## DOCUMENT
++++++

Negative global cues hurt indices
Closing
After a choppy session, Indian indices closed marginally below the dotted line today. While the BSE Sensex closed lower by around 55 points (down 0.3%), the NSE Nifty lost around 14 points (down 0.3%). Midcap and small cap indices did not do any better and had losses of 0.3% and 0.1% respectively. While FMCG and healthcare indices traded firm, banking and auto stocks were at the receiving end. Concerns over the economic aid package for Greece clouded investor sentiments in global markets.
As regards global markets, Asian indices closed largely in the red today. Most European indices have opened on a negative note. The rupee was trading at Rs 44.46 to the dollar at the time of writing.
Infrastructure financing major
IDFC declared its FY10 results today. Showing a good traction in loans to infrastructure projects, IDFC grew its net interest income by 21% YoY in FY10. The infrastructure financing institution’s net profits grew by 42% YoY in this fiscal, backed by 55% yoY growth in non fund based income. The institution’s competence in lending for long term projects against banks has aided its growth this fiscal. Meanwhile the RBI has expressed deep concern over asset-liability mismatches (ALMs) in banks’ balance sheets, arising mainly from lending to infrastructure projects. The main concern of the regulator is the huge pipeline of sanctions on which banks are sitting, mostly for core sector projects. With deposit tenures becoming shorter due to low interest rates, mismatches in banks’ balance sheets are likely to get bigger.
Private sector lender
Yes Bank also declared its FY10 results today. The bank recorded 55% growth in net interest income on the back of a sterling 79% YoY growth in advances during FY10. The bank’s net profits grew by 57% YoY as also its net interest margins which came in higher at 3.1% (2.9% in FY09). Total Deposits grew by 66% YoY while current and savings account (CASA) deposits comprised 10.5% of deposits at the end of March 2010. The bank has declared its maiden dividend of 15% (Rs 1.5 per share) for the fiscal year 2010.

++++++

## PROBLEMS TO WORK ON
• A. Translate this sentence from the market report into Spanish: "Most European indices have opened on a negative note."
• B. Rewrite the market report starting at "Negative global cues" and ending at "in global markets.", with "indices" replaced by "indexes".

## SOURCE DATA
++++++

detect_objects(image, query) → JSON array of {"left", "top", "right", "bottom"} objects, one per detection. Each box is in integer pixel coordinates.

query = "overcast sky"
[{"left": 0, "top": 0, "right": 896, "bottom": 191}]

++++++

## ANSWERS PROVIDED
• A. La mayoría de los índices europeos abrieron con una tendencia negativa.

• B.
Negative global cues hurt indexes
Closing
After a choppy session, Indian indexes closed marginally below the dotted line today. While the BSE Sensex closed lower by around 55 points (down 0.3%), the NSE Nifty lost around 14 points (down 0.3%). Midcap and small cap indexes did not do any better and had losses of 0.3% and 0.1% respectively. While FMCG and healthcare indexes traded firm, banking and auto stocks were at the receiving end. Concerns over the economic aid package for Greece clouded investor sentiments in global markets.